## AIM OF THE TASK
Arrange the records from the line containing "turtleneck collar on this basis." through the end of the records, both ends included, as a two-column CSV with columns named text and answer. Give one row per record, with its text and its answer each in a single quoted field and any line breaks replaced by spaces.

--- Start RECORDS FOR THIS EXERCISE ---

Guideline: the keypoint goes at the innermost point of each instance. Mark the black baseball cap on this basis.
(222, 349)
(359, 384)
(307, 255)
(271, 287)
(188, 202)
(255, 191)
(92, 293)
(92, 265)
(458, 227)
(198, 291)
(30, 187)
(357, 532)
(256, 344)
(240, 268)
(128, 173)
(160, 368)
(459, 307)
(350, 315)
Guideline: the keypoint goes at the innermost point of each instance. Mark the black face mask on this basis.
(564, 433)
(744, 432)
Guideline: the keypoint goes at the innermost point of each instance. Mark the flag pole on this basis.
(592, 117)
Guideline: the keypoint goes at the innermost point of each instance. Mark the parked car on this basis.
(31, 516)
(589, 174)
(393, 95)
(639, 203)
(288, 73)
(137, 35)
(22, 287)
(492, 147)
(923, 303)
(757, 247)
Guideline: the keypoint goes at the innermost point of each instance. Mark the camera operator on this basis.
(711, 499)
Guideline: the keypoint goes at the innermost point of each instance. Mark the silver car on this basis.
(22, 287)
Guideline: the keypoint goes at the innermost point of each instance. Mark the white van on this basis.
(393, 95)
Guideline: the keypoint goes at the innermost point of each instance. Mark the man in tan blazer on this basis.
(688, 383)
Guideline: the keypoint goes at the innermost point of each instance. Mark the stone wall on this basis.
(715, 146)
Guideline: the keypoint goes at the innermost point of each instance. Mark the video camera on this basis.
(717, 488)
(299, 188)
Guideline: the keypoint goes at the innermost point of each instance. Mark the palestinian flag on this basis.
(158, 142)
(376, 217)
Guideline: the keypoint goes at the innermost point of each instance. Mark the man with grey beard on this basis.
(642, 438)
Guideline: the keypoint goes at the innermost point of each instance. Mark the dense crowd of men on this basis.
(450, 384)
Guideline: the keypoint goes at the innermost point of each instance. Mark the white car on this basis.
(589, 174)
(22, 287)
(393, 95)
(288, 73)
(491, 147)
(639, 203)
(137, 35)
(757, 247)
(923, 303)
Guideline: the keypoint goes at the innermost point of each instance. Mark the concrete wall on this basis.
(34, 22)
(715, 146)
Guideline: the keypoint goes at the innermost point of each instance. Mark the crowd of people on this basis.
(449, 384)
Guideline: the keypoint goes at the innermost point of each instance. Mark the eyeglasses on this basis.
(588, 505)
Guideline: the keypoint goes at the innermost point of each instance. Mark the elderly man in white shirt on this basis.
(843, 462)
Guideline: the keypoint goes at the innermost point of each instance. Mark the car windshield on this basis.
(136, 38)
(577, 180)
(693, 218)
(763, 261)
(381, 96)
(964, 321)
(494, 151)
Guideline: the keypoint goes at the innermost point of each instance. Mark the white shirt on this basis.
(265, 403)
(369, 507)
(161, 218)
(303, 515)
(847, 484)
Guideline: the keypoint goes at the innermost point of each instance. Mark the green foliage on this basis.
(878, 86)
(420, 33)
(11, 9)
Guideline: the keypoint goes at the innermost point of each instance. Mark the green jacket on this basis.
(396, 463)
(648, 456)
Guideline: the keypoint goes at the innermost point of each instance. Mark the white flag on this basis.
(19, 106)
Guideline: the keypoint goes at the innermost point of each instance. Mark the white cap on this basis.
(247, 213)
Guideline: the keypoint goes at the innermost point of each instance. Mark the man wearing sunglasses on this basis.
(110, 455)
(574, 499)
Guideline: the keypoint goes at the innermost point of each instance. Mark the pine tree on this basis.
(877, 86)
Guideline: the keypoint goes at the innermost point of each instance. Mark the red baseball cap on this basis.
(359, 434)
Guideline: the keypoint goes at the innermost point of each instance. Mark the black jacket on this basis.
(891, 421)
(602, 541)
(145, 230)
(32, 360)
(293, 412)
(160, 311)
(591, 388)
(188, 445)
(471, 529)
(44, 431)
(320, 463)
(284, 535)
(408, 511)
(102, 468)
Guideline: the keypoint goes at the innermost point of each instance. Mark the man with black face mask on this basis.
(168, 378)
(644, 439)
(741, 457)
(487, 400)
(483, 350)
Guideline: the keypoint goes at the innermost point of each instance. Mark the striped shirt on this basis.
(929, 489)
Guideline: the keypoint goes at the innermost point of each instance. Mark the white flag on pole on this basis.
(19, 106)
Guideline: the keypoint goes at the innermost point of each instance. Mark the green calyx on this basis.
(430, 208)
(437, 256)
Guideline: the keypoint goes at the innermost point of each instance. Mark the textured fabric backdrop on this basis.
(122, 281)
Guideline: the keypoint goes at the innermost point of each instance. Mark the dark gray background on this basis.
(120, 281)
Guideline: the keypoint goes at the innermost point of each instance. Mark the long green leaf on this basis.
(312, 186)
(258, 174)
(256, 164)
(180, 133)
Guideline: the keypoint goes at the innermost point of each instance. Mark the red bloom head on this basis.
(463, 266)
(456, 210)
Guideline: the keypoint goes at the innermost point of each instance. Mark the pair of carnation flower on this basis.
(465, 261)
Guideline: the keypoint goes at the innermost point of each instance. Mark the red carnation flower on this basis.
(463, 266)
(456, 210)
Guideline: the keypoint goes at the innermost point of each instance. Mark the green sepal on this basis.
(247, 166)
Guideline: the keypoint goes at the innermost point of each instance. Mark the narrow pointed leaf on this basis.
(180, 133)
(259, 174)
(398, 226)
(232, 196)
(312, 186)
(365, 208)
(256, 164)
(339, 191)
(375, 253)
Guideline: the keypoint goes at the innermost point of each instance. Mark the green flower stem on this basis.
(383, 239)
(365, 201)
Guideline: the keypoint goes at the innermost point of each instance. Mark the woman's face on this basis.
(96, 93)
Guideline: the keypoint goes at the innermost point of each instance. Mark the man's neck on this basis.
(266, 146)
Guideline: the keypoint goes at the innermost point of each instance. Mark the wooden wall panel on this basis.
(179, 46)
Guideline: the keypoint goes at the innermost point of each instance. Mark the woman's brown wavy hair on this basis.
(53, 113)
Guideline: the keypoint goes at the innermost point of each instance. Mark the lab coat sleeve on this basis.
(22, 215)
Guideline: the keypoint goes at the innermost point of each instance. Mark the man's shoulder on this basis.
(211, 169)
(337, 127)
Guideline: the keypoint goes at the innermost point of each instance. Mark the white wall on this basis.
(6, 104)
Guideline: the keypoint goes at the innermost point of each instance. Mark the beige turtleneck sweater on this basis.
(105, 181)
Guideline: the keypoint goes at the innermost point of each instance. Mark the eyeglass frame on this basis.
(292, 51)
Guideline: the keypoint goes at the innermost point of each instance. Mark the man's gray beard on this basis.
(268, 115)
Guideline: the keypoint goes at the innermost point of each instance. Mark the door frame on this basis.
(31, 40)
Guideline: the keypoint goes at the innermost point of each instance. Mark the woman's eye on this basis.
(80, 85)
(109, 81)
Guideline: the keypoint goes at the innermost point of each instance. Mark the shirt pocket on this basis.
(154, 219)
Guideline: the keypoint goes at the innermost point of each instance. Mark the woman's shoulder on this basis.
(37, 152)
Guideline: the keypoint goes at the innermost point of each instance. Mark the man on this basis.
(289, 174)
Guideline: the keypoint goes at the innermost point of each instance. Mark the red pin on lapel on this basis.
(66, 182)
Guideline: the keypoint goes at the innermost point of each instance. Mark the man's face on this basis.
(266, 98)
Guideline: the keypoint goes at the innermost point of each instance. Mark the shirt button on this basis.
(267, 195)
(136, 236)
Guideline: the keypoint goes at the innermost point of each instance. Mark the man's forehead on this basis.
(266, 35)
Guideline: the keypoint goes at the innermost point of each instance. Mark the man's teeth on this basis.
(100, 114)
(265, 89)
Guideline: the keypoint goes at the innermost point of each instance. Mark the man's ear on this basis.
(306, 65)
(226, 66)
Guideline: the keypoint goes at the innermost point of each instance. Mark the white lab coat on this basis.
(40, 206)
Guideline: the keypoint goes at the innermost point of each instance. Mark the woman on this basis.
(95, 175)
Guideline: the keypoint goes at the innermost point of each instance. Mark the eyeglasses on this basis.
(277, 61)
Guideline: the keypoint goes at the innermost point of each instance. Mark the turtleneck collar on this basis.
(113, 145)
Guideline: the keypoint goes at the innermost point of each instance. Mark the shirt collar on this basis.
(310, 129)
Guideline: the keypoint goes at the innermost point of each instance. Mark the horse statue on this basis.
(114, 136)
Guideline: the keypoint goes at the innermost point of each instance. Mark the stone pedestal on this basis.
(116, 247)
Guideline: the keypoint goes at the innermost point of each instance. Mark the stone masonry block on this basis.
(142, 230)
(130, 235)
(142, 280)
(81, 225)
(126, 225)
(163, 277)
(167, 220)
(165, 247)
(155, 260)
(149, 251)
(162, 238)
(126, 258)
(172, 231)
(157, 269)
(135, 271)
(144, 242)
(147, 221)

--- End RECORDS FOR THIS EXERCISE ---

## RESPONSE TO THIS TASK
text,answer
"Guideline: the keypoint goes at the innermost point of each instance. Mark the turtleneck collar on this basis.","(113, 145)"
"Guideline: the keypoint goes at the innermost point of each instance. Mark the shirt collar on this basis.","(310, 129)"
"Guideline: the keypoint goes at the innermost point of each instance. Mark the horse statue on this basis.","(114, 136)"
"Guideline: the keypoint goes at the innermost point of each instance. Mark the stone pedestal on this basis.","(116, 247)"
"Guideline: the keypoint goes at the innermost point of each instance. Mark the stone masonry block on this basis.","(142, 230) (130, 235) (142, 280) (81, 225) (126, 225) (163, 277) (167, 220) (165, 247) (155, 260) (149, 251) (162, 238) (126, 258) (172, 231) (157, 269) (135, 271) (144, 242) (147, 221)"